- **Document passage**

Article Preview
TopIntroduction
Visual Saliency has always been a trending and challenging research area for researchers. It is the process of identifying relevant and informative part from the entire scene or image as shown in Figure 1. The foundation of visual saliency is the keenness of knowing the prominent region in a particular area whether it is static or dynamic. It is highly investigated in computer vision for its enormous applications such as object detection and recognition (Alexe, Deselaers, & Ferrari, 2012), (Walther & Koch, 2006), content-based image retrieval (Smeulders, Worring, Santini, Gupta, & Jain, 2000), image cropping (Stentiford, 2007), image thumb nailing (Sun & Ling, 2013), retargeting (Rubinstein, Shamir, & Avidan, 2008) etc. A fundamental task in the visual saliency is to produce saliency map which can predict the prominent region or object in the scenes.
Figure 1. Original image and its visual saliency
In recent years, a pile of techniques and studies came regarding visual saliency (Ma & Zhang, 2003). Basically, the visual saliency works on attention models that concentrate on localizing the interest in the images that trap human fixations before complicated object recognition takes place. Thus, it is important to understand the human visual system which emphasis on the problem of searching salient objects with the goal to find regular foreground objects which usually can be used as interesting part for many applications.

- **Problem to solve**
Could you write the next part of the visual saliency introduction, picking up after its last sentence? You won't need the rows for anything here.

- **Data listing**

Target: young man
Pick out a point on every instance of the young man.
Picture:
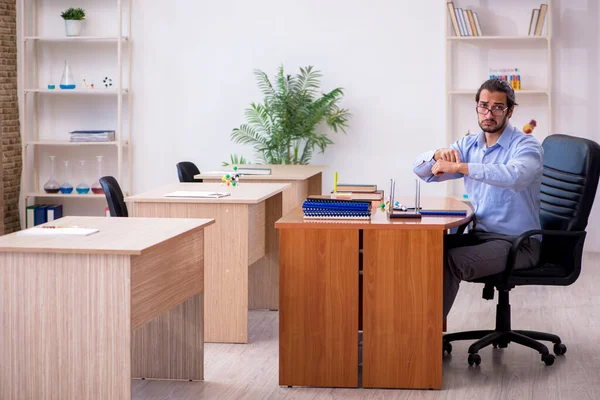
(502, 170)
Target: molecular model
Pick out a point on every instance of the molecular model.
(231, 179)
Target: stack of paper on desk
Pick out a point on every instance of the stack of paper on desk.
(57, 231)
(207, 195)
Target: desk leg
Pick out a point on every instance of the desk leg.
(318, 316)
(171, 346)
(65, 328)
(402, 309)
(263, 275)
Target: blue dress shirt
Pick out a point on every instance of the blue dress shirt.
(503, 182)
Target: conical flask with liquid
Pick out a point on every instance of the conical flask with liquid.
(67, 81)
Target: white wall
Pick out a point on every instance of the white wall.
(193, 64)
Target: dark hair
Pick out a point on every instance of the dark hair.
(498, 85)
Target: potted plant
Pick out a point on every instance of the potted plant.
(288, 126)
(74, 18)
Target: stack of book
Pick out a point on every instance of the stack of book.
(336, 209)
(358, 192)
(40, 214)
(92, 136)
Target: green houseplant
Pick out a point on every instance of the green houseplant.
(288, 126)
(74, 18)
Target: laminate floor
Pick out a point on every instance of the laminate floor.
(250, 371)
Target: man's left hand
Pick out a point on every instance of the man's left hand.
(448, 167)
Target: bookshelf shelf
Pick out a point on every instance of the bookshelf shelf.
(517, 37)
(517, 92)
(86, 92)
(104, 51)
(67, 143)
(89, 196)
(76, 38)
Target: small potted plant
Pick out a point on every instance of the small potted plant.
(74, 18)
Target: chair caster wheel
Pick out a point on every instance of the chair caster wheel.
(447, 348)
(548, 359)
(560, 349)
(474, 359)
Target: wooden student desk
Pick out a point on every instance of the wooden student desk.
(402, 266)
(242, 235)
(71, 306)
(304, 180)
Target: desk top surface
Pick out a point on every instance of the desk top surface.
(379, 219)
(240, 194)
(278, 172)
(126, 236)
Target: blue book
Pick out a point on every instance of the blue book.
(40, 215)
(53, 212)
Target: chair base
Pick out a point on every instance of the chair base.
(503, 335)
(501, 339)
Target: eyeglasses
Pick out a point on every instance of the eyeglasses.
(497, 111)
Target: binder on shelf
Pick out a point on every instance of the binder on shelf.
(533, 23)
(452, 14)
(541, 18)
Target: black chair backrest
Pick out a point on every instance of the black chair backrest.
(569, 182)
(114, 196)
(186, 171)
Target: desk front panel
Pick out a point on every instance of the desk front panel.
(402, 308)
(318, 315)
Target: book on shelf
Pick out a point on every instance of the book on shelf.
(92, 136)
(465, 22)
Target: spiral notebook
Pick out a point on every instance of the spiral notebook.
(336, 209)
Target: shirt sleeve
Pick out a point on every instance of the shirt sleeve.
(518, 174)
(424, 162)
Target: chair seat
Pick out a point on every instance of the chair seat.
(547, 274)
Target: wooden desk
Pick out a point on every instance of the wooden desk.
(402, 265)
(304, 180)
(243, 234)
(71, 305)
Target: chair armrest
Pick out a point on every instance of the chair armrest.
(512, 254)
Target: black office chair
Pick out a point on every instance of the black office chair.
(186, 171)
(569, 182)
(114, 196)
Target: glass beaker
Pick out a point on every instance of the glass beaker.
(67, 81)
(66, 187)
(52, 186)
(82, 187)
(96, 187)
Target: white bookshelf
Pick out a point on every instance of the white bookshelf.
(48, 115)
(505, 43)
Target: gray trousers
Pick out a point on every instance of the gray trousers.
(478, 254)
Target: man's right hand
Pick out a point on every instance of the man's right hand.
(447, 155)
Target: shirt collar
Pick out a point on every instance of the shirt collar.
(503, 140)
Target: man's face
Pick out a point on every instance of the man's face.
(495, 120)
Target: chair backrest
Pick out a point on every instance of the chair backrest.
(569, 182)
(186, 171)
(114, 196)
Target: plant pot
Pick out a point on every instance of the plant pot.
(73, 27)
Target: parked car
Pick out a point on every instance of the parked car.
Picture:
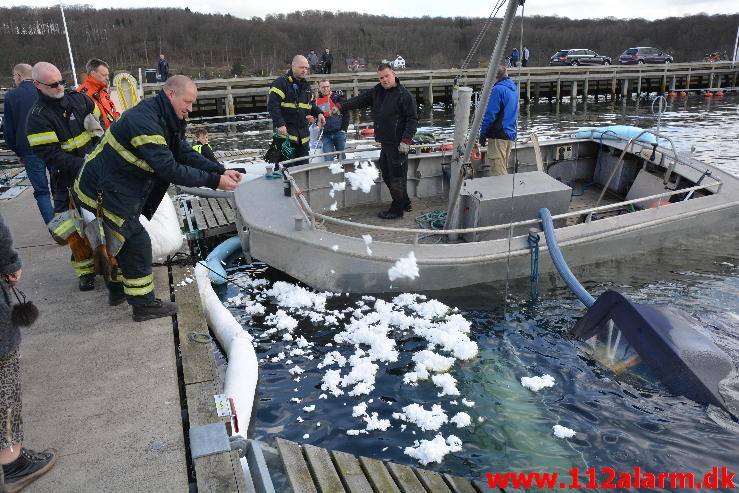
(644, 54)
(578, 56)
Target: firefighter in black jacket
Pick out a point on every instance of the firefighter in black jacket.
(63, 126)
(129, 172)
(396, 119)
(289, 102)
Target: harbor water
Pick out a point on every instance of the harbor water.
(620, 421)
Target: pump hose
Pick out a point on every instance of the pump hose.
(125, 85)
(559, 262)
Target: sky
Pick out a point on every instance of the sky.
(654, 9)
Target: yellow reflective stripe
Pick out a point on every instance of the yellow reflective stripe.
(92, 203)
(139, 281)
(277, 91)
(138, 291)
(64, 227)
(126, 154)
(42, 138)
(140, 140)
(77, 142)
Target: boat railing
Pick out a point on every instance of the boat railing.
(315, 217)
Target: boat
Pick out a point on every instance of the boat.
(615, 192)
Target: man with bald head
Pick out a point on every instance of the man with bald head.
(62, 128)
(289, 102)
(127, 175)
(18, 104)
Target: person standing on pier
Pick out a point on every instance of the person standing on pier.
(128, 174)
(96, 87)
(395, 119)
(18, 104)
(289, 102)
(20, 466)
(499, 124)
(63, 127)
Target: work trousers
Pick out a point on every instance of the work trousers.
(36, 172)
(394, 169)
(134, 261)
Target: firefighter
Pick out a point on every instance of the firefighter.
(96, 87)
(289, 102)
(127, 175)
(62, 128)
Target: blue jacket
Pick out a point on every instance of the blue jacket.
(18, 104)
(138, 157)
(501, 114)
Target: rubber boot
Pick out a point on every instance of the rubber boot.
(155, 309)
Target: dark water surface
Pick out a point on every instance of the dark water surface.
(620, 422)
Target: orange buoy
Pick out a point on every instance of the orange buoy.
(654, 204)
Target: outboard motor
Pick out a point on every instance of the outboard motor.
(665, 339)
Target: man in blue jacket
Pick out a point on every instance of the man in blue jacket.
(499, 124)
(18, 104)
(128, 174)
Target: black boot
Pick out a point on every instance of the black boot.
(87, 282)
(27, 468)
(155, 309)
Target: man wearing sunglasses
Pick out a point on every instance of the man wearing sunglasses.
(63, 126)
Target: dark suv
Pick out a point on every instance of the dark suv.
(644, 54)
(578, 56)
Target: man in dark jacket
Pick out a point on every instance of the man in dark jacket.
(127, 175)
(19, 465)
(289, 102)
(499, 124)
(396, 119)
(62, 128)
(18, 104)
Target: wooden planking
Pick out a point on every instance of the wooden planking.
(459, 485)
(378, 475)
(432, 481)
(406, 478)
(295, 467)
(319, 461)
(351, 472)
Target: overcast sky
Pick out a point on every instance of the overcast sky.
(650, 9)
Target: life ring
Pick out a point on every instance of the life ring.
(125, 86)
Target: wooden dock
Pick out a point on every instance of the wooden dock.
(226, 97)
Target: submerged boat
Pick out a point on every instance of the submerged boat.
(614, 192)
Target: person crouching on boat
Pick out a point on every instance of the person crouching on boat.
(396, 120)
(499, 125)
(129, 172)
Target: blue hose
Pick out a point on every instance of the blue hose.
(559, 261)
(214, 262)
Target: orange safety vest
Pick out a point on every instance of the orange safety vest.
(98, 92)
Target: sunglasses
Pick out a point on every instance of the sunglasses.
(53, 85)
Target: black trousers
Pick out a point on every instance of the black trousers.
(134, 261)
(394, 169)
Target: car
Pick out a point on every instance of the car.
(644, 54)
(578, 56)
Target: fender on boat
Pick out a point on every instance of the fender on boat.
(216, 258)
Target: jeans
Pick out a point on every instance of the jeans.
(334, 142)
(36, 171)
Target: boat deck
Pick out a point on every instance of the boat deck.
(428, 208)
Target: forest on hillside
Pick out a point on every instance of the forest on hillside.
(206, 46)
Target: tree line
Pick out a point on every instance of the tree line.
(214, 45)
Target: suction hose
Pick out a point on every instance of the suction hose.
(559, 261)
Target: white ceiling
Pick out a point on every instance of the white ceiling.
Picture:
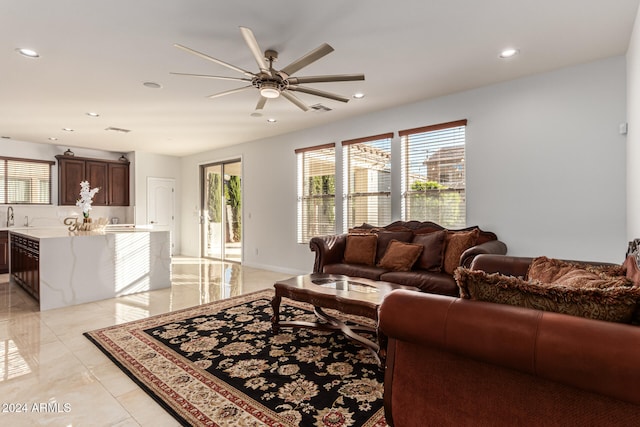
(95, 56)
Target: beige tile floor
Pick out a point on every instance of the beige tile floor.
(46, 362)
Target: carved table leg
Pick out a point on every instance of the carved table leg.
(275, 319)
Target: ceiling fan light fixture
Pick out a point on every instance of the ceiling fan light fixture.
(509, 53)
(269, 90)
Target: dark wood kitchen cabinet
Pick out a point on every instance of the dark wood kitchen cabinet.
(25, 263)
(112, 177)
(4, 251)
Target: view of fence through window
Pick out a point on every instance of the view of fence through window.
(25, 181)
(367, 168)
(316, 192)
(434, 180)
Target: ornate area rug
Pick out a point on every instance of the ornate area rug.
(219, 364)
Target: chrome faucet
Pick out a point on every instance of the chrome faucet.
(10, 222)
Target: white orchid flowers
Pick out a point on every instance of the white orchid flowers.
(86, 198)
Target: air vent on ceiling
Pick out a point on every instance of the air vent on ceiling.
(319, 108)
(118, 129)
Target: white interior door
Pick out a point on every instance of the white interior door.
(161, 204)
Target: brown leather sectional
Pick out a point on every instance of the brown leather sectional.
(329, 256)
(453, 362)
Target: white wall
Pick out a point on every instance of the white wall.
(546, 168)
(53, 215)
(150, 165)
(633, 137)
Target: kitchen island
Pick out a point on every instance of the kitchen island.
(60, 268)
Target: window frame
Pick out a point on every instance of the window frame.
(304, 224)
(350, 196)
(6, 179)
(445, 197)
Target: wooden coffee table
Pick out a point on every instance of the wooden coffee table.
(349, 295)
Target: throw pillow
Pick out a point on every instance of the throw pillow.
(385, 237)
(455, 244)
(433, 253)
(360, 249)
(615, 303)
(400, 256)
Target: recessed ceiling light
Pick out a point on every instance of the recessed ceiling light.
(152, 85)
(508, 53)
(29, 53)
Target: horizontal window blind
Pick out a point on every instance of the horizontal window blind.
(367, 178)
(316, 191)
(25, 181)
(433, 174)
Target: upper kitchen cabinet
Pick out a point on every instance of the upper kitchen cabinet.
(112, 177)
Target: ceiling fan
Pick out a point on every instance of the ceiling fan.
(271, 82)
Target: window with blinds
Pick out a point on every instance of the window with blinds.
(316, 191)
(25, 181)
(433, 174)
(367, 180)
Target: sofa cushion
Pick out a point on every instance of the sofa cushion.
(361, 249)
(385, 237)
(433, 253)
(355, 270)
(431, 282)
(615, 303)
(400, 256)
(456, 243)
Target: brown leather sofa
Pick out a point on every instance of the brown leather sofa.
(329, 256)
(458, 362)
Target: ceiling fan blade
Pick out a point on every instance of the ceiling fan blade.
(307, 59)
(229, 92)
(318, 93)
(217, 61)
(261, 103)
(294, 99)
(251, 41)
(323, 79)
(207, 76)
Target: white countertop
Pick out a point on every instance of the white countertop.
(63, 231)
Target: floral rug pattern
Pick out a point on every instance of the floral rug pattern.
(220, 364)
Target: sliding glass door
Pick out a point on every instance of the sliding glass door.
(222, 211)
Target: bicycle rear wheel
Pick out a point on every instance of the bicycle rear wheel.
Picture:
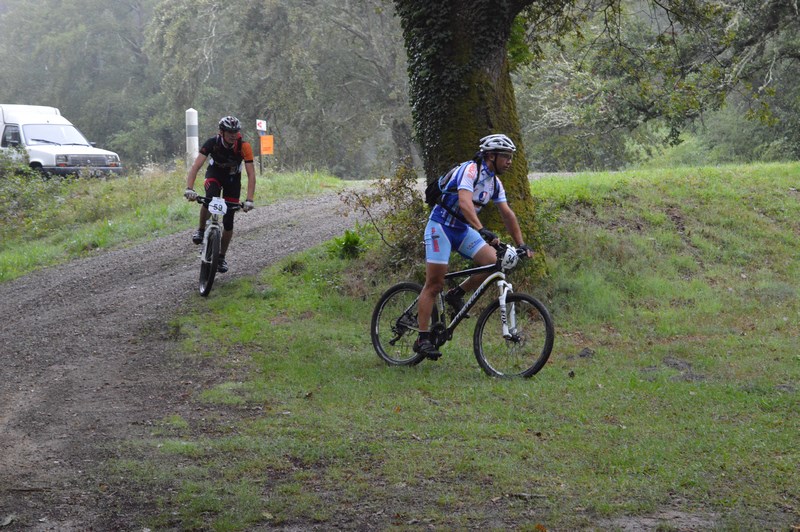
(530, 344)
(209, 261)
(394, 326)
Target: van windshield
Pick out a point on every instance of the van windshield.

- **Task output**
The first model which came into existence was the task of predicting the eye-fixations on images (Liu et al., 2011), which focuses on finding where human looks in the dormant or lively scenes. The recent trend focuses more on salient object detection or salient region detection (Ma & Zhang, 2003), (Liu et al., 2011). The existing approaches focused either on absolutely low-level features or on high-level information. The results obtained using either of the features are not up to the mark as some part of background is also detected as salient region. Some of the methods which rely on the background priors also produced inappropriate results due to the object connected to the boundary of an image.
In this paper, the bottom-up and top-down models are blended to get the fine saliency map. Bottom-up models basically uses low level features to compute a proficient saliency map. On the other side, top-down models are those in which the possibility of an object being salient in an image is known. It is a task-driven approach which imposes high-level information such as semantics, color, and location to saliency map computation.
The rest of the paper is structured as follows: Section 2 contains the related work. Section 3 contains the proposed methodology. Section 4 contains the validation of the proposed method through experiments and results.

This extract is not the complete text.